## What is expected:
Reproduce each of the following entries verbatim, line for line, and omit the pictures from your output.
** START Records to use **
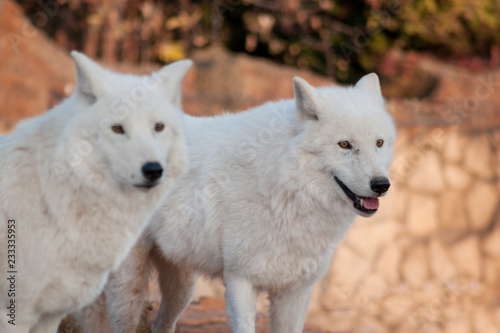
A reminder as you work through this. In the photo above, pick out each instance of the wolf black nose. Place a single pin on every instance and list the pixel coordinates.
(380, 185)
(152, 171)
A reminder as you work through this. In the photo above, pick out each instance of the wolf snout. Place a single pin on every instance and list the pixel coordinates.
(380, 185)
(152, 171)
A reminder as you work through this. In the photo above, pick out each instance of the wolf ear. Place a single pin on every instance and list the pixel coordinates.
** END Records to use **
## Response to the exercise:
A reminder as you work through this. In the photo above, pick out each instance of the wolf black nose. Place a single pin on every instance and list the pixel coordinates.
(380, 185)
(152, 171)
A reminder as you work through this. In the photo above, pick out each instance of the wolf snout. Place a single pin on every instance and list the pixel coordinates.
(380, 185)
(152, 171)
A reminder as you work through this. In the photo above, pick out each instance of the wolf ear. Place a single pin on every instance and list the pixel coordinates.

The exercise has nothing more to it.